* Extrait du texte *
#####

Les attentats de Charlie Hebdo ont cristallisé l’idéologie du Front national : c’est en tout cas ce qu’affirme le livre Janvier 2015 : le catalyseur, écrit par le sociologue Alain Mergier et le directeur du département “opinion et stratégie d’entreprise” de l’Ifop, Jérôme Fourquet. Depuis plusieurs années, les deux hommes ont compilé les données autour des milieux populaires. Ils ont réussi à trouver une corrélation entre les régions historiques proches du Front national et les faibles mobilisations en terme de population lors des manifestations du 11 janvier.
Faible mobilisation dans le Nord-Pas-de-Calais
“L’idée qui s’est rapidement imposé médiatiquement était que la France entière s’était levée pour dire non au terrorisme, précise Jérôme Fourquet. Or, quand on met en relation le nombre de manifestants comptés par la police et le nombre d’habitants recensés par l’Insee commune par commune, on s’aperçoit que le ratio de mobilisation varie d’une région à l’autre.”
Car au moment de manifester son soutien contre la barbarie et le terrorisme, toutes les régions de France n’étaient pas sur un pied d’égalité. Dans le Nord Pas-de-Calais, où la présidente du Front national, Marine le Pen, a obtenu un score élevé lors de l’élection présidentielle en 2012, le nombre d’habitants mobilisés pour défiler était extrêmement bas. A Hénin-Beaumont, fief frontiste où Steeve Briois a été élu maire dès le premier tour en mars 2014, seule 2% de la population s’est rassemblée pour défiler le 11 janvier.
“Ça nous pendait au nez”
Pour appuyer leurs propos, les deux auteurs ont interrogé des personnes issues de milieux populaires qui n’étaient pas d’extrême droite ou qui hésitaient à voter au Front national aux prochaines élections. Dans leurs discours, les personnes interrogées ne semblaient pas “étonnées” par les attentats survenus en janvier dernier car elles “savaient que ça [leur] pendait au nez”. Ces individus se basent notamment sur la situation actuelle du monde et les différentes menaces terroristes qui jalonnent ce début de siècle.
Si, contrairement à ses voisins européens, la France était jusque-là épargnée par les attaques terroristes, l’affaire Merah, qui a secoué la campagne présidentielle de 2012, a fait changer d’avis l’opinion publique et a radicalisé les esprits. Dans le schéma ci-dessous, publié par l’institut Ifop et daté de janvier 2015, la perception de la menace terroriste a pris son envol après la tuerie de Toulouse où elle passe d’un Français sur deux (53%) à la quasi totalité de la population (93%) en moins de trois ans.

#####

* Liste fournie *
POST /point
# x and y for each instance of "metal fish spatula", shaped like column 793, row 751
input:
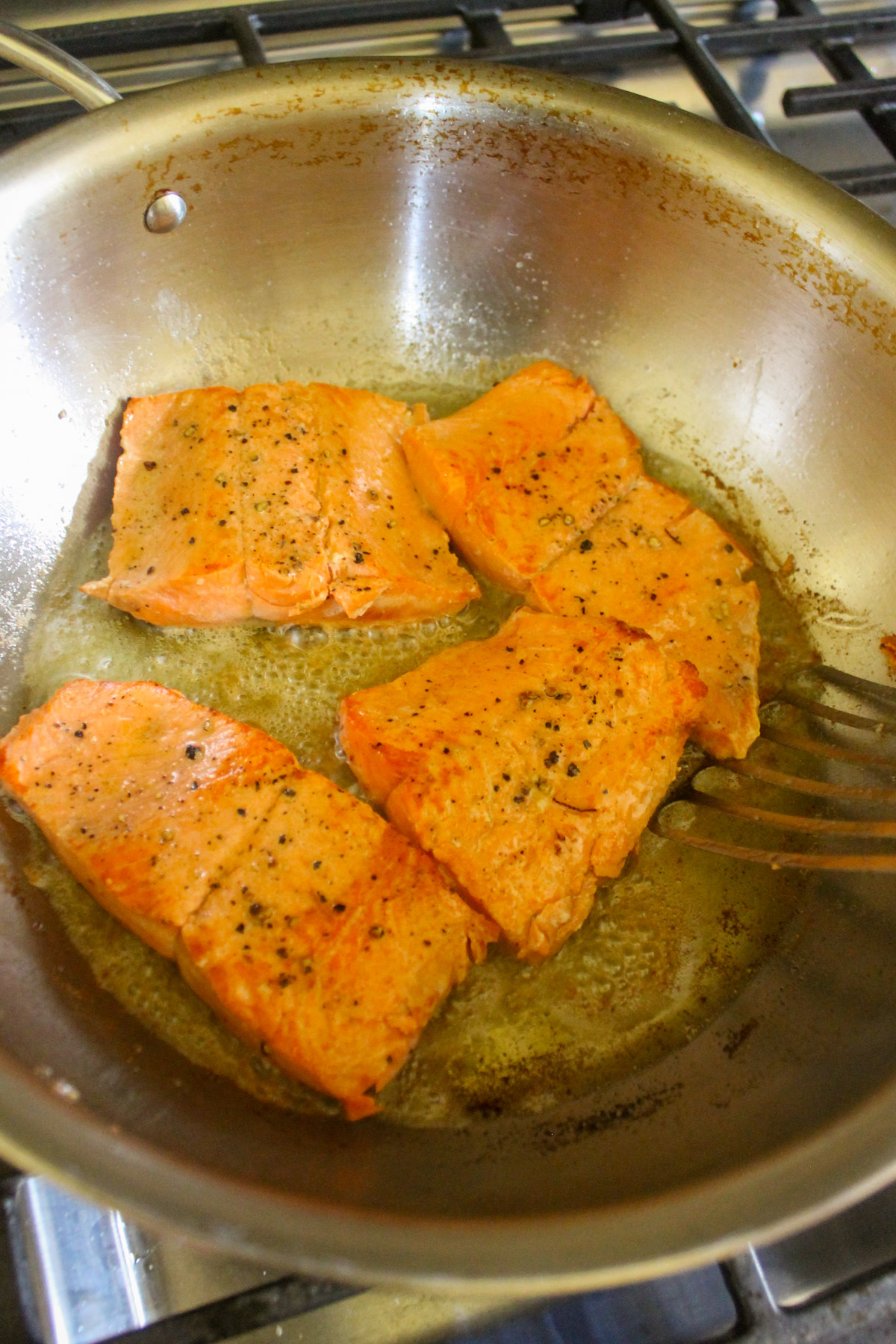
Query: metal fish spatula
column 815, row 791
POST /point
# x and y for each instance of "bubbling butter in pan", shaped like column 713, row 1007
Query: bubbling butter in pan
column 667, row 947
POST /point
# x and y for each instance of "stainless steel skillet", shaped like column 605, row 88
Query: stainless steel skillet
column 408, row 225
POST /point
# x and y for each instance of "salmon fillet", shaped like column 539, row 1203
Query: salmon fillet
column 144, row 796
column 308, row 922
column 284, row 503
column 527, row 764
column 332, row 944
column 659, row 564
column 523, row 472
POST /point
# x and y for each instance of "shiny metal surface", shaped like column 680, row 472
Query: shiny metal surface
column 822, row 1260
column 413, row 228
column 164, row 213
column 85, row 1266
column 31, row 53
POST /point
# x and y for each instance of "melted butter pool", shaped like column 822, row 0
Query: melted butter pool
column 667, row 947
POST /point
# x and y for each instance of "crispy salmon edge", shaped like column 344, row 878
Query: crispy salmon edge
column 169, row 597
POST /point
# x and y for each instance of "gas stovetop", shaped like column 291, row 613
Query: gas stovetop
column 817, row 81
column 73, row 1273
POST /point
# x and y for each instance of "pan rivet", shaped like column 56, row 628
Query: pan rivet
column 164, row 213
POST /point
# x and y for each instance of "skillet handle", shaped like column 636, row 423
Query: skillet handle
column 28, row 52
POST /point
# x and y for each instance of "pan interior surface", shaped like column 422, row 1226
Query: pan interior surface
column 423, row 230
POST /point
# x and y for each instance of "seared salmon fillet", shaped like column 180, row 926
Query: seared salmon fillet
column 527, row 764
column 305, row 920
column 146, row 797
column 332, row 942
column 659, row 564
column 284, row 503
column 523, row 472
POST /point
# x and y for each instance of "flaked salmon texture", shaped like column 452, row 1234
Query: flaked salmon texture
column 528, row 764
column 662, row 564
column 519, row 475
column 282, row 503
column 308, row 922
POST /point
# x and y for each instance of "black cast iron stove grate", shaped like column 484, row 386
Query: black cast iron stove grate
column 593, row 38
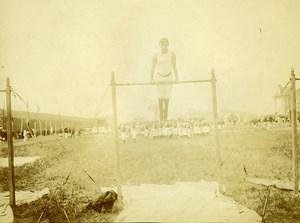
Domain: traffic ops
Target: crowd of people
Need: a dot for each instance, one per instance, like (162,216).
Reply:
(175,129)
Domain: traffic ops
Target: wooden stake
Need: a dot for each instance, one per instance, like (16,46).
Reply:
(217,141)
(118,165)
(12,197)
(294,133)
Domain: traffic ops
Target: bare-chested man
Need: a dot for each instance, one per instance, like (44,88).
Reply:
(164,70)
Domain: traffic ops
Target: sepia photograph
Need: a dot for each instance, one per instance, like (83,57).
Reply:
(149,111)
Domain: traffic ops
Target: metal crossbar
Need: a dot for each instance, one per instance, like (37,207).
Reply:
(163,83)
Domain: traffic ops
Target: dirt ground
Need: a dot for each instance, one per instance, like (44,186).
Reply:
(263,153)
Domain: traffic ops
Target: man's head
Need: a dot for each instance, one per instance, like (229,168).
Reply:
(164,43)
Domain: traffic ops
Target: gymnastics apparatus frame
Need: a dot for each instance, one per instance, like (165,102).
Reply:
(213,81)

#####

* Consigne A *
Selon l'extrait sur les attentats de Charlie Hebdo, quelle part de la population d'Hénin-Beaumont s'est rassemblée pour défiler le 11 janvier ?
* Consigne B *
Citez le passage de la liste qui commence à son tout début et se termine à la ligne contenant « column 169, row 597 », ces deux limites comprises, en omettant les images.
La liste n'a aucun lien avec l'extrait.

* Réponse A *
Seulement 2 % de la population.

* Réponse B *
POST /point
# x and y for each instance of "metal fish spatula", shaped like column 793, row 751
input:
Query: metal fish spatula
column 815, row 791
POST /point
# x and y for each instance of "bubbling butter in pan", shaped like column 713, row 1007
Query: bubbling butter in pan
column 667, row 947
POST /point
# x and y for each instance of "stainless steel skillet", shaped like column 605, row 88
Query: stainless steel skillet
column 408, row 225
POST /point
# x and y for each instance of "salmon fillet", shaped like column 539, row 1203
Query: salmon fillet
column 144, row 796
column 308, row 922
column 284, row 503
column 527, row 764
column 332, row 944
column 659, row 564
column 523, row 472
POST /point
# x and y for each instance of "shiny metal surface", shaped like column 680, row 472
Query: shiny metal surface
column 822, row 1260
column 413, row 228
column 164, row 213
column 85, row 1266
column 31, row 53
POST /point
# x and y for each instance of "melted butter pool", shaped like column 822, row 0
Query: melted butter pool
column 667, row 947
POST /point
# x and y for each instance of "crispy salmon edge", shaped like column 344, row 878
Query: crispy salmon edge
column 169, row 597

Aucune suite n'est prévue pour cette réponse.